▸ **Records supplied**:

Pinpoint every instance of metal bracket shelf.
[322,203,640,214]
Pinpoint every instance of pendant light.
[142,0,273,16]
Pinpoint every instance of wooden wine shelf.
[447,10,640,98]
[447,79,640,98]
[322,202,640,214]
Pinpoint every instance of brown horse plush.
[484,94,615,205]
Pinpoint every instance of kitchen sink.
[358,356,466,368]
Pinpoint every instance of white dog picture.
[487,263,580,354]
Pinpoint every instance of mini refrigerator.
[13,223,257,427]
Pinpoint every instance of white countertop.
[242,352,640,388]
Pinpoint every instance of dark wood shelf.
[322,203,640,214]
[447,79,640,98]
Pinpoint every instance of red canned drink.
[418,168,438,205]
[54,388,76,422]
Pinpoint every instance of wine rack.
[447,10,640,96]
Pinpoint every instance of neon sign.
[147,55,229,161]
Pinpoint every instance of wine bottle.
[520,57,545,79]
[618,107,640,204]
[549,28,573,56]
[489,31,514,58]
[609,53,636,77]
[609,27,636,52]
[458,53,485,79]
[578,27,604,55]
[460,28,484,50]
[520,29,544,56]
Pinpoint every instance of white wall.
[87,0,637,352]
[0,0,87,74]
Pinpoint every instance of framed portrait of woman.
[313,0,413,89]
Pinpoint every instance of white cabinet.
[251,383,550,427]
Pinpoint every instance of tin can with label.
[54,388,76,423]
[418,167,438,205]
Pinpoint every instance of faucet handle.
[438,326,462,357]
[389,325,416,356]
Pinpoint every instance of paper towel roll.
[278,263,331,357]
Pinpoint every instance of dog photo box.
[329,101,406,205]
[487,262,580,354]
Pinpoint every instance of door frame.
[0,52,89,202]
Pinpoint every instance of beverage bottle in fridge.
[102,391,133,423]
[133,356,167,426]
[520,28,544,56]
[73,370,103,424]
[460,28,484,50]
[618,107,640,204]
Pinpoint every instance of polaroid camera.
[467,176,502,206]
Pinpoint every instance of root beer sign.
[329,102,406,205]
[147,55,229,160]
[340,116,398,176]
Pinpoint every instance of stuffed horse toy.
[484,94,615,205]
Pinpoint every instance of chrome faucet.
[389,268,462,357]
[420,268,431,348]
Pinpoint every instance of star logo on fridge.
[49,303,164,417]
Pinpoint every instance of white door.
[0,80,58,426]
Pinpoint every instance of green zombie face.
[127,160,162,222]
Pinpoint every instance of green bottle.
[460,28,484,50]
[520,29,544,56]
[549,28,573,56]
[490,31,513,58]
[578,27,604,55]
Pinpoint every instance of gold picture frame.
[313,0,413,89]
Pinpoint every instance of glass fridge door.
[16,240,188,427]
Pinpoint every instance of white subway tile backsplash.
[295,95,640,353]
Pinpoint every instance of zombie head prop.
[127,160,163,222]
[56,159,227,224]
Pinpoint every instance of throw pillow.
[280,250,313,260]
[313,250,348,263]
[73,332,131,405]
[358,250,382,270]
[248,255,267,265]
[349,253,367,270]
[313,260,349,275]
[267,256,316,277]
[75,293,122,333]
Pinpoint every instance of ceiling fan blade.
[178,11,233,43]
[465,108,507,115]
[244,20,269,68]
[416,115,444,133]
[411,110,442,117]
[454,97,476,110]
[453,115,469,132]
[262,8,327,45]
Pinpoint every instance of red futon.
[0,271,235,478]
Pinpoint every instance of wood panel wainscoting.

▸ **Objective**:
Scale the items from the line with "Pinpoint every instance of door frame." to the line with "[420,268,431,348]", both included, and write each of those lines again with the requests unchanged. Multiply every bounding box coordinate in the answers by 0.9 and round to whole numbers, with halves going up.

▸ **Answer for the task**:
Pinpoint every instance of door frame.
[0,47,80,182]
Pinpoint every instance of beverage bottle in fridge.
[92,352,120,381]
[120,320,150,383]
[468,25,490,50]
[66,333,93,382]
[414,25,436,45]
[556,96,576,184]
Pinpoint every instance of polaroid camera.
[420,158,452,185]
Pinpoint every instance of root beer sign.
[296,92,365,185]
[132,50,206,144]
[306,104,358,158]
Pinpoint every instance of stuffed horse toy.
[436,85,554,185]
Pinpoint every instance of chrome faucet.
[350,241,416,321]
[378,241,388,313]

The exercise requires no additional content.